→ TO BE DONE: Write the material out again in full, word for word. Do not include the pictures.

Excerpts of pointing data

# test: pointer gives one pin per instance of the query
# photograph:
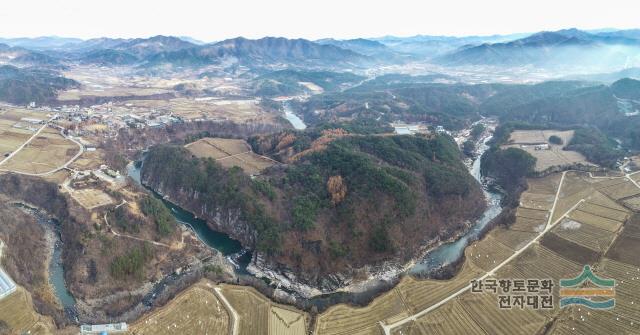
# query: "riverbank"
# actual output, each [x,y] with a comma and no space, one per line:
[371,277]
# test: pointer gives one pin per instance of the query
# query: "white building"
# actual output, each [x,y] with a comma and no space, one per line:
[108,328]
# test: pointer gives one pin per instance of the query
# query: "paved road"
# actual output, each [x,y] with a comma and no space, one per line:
[387,328]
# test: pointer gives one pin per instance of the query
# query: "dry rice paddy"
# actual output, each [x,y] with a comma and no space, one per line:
[45,153]
[230,153]
[194,311]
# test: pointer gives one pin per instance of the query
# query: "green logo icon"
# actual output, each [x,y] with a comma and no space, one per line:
[575,292]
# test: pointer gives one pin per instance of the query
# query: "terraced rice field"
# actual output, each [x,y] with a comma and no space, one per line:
[632,203]
[194,311]
[528,225]
[91,198]
[450,319]
[45,153]
[252,309]
[624,189]
[487,253]
[286,322]
[484,310]
[512,238]
[258,315]
[554,155]
[596,221]
[16,310]
[420,294]
[546,185]
[230,153]
[585,234]
[540,201]
[344,319]
[533,214]
[539,262]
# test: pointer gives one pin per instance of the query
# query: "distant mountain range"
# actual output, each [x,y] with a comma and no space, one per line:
[597,51]
[569,47]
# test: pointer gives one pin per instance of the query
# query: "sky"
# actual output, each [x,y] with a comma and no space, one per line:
[215,20]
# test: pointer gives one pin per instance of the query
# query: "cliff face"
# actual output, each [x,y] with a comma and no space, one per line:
[340,203]
[226,220]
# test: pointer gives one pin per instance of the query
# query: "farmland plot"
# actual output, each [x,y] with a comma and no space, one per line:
[483,309]
[584,234]
[450,319]
[194,311]
[252,309]
[487,253]
[343,319]
[420,294]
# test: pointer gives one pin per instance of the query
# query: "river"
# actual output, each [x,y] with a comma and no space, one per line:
[295,121]
[440,256]
[213,239]
[448,253]
[56,267]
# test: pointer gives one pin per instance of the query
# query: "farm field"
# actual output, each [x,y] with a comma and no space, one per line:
[230,153]
[546,158]
[16,310]
[91,198]
[484,310]
[258,315]
[107,91]
[487,253]
[554,256]
[194,311]
[632,203]
[420,294]
[585,234]
[450,319]
[212,108]
[623,189]
[528,225]
[43,154]
[13,131]
[283,321]
[90,160]
[595,220]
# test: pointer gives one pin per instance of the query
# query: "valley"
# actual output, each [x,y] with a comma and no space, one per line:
[290,186]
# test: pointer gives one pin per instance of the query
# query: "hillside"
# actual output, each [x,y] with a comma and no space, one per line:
[340,203]
[264,52]
[627,88]
[292,82]
[563,48]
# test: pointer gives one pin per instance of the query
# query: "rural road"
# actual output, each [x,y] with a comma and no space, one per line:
[27,141]
[234,315]
[387,328]
[64,166]
[132,237]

→ ANSWER FOR THE TASK:
# test: pointer gives one pin per instance of the query
# photograph:
# query: "riverbank"
# actual output, each [x,y] with a comma and no space, one per line:
[371,277]
# test: pointer gives one pin per instance of the query
# query: "white building"
# actual output, each [x,y] with a comma and no space, one per line:
[108,328]
# test: pointer gives one pin per instance of the query
# query: "paved road"
# actual output, each [x,y] with a comma and no space, one per line:
[387,328]
# test: pointer gives one pin per instance of the query
# query: "dry rice paddy"
# actual output, each [x,y] with a comma and no space, one per line:
[45,153]
[230,153]
[194,311]
# test: pointer gives one pin per instance of the query
# query: "green logo icon"
# actual output, each [x,y] with a comma and no space, one per line:
[575,292]
# test: pointer gives one pin per instance of the query
# query: "terraced rice field"
# actual output, each [x,y] with a comma and no space, one per line:
[632,203]
[194,311]
[528,225]
[91,198]
[450,319]
[45,153]
[252,309]
[624,189]
[487,253]
[286,322]
[484,310]
[512,238]
[258,315]
[554,155]
[596,221]
[16,310]
[420,294]
[546,185]
[230,153]
[585,234]
[540,201]
[344,319]
[533,214]
[539,262]
# test: pointer gives one pin per instance of the query
# query: "distant mountain range"
# actual output, each [x,y] with a comma and no space, one per line:
[597,51]
[569,47]
# test: pointer gives one pin per instance of the query
# query: "sky"
# actual output, each [x,y] with a comma and no space, one per line:
[215,20]
# test: pointer gives one pin per instance of the query
# query: "cliff face"
# actual output, each [x,y] with a comma and no space, one per line:
[340,203]
[226,220]
# test: pointer gives one pin per instance of the query
# query: "farmland plot"
# actual output, each [x,y] with a comma and no space, one per line:
[483,309]
[584,234]
[450,319]
[194,311]
[252,309]
[487,253]
[343,319]
[420,294]
# test: pointer gives one pin per instance of the query
# query: "river"
# actual output, each [x,y] with a comma and no space, one per line:
[295,121]
[440,256]
[213,239]
[448,253]
[56,267]
# test: pointer gives one pin per instance of the query
# query: "farm field"
# actual output, each [x,y] with a comma and no space, one per line:
[230,153]
[546,158]
[16,310]
[91,198]
[484,310]
[258,315]
[107,91]
[487,253]
[554,256]
[194,311]
[632,203]
[420,294]
[585,234]
[450,319]
[212,108]
[623,189]
[528,225]
[43,154]
[13,131]
[283,321]
[90,160]
[595,220]
# test: pointer gives one pin per instance of the query
# query: "valley"
# actual output, each [x,y] with a comma and no space, one per line:
[290,186]
# test: pointer gives one pin per instance of the query
# query: "hillside"
# actual output, each [x,y] with a comma and no space, one per line:
[340,203]
[264,52]
[627,88]
[292,82]
[563,48]
# test: pointer gives one pin per instance of the query
# query: "rural road"
# actual output, each [x,y] with a comma and no space, one per line:
[27,141]
[234,315]
[387,328]
[64,166]
[132,237]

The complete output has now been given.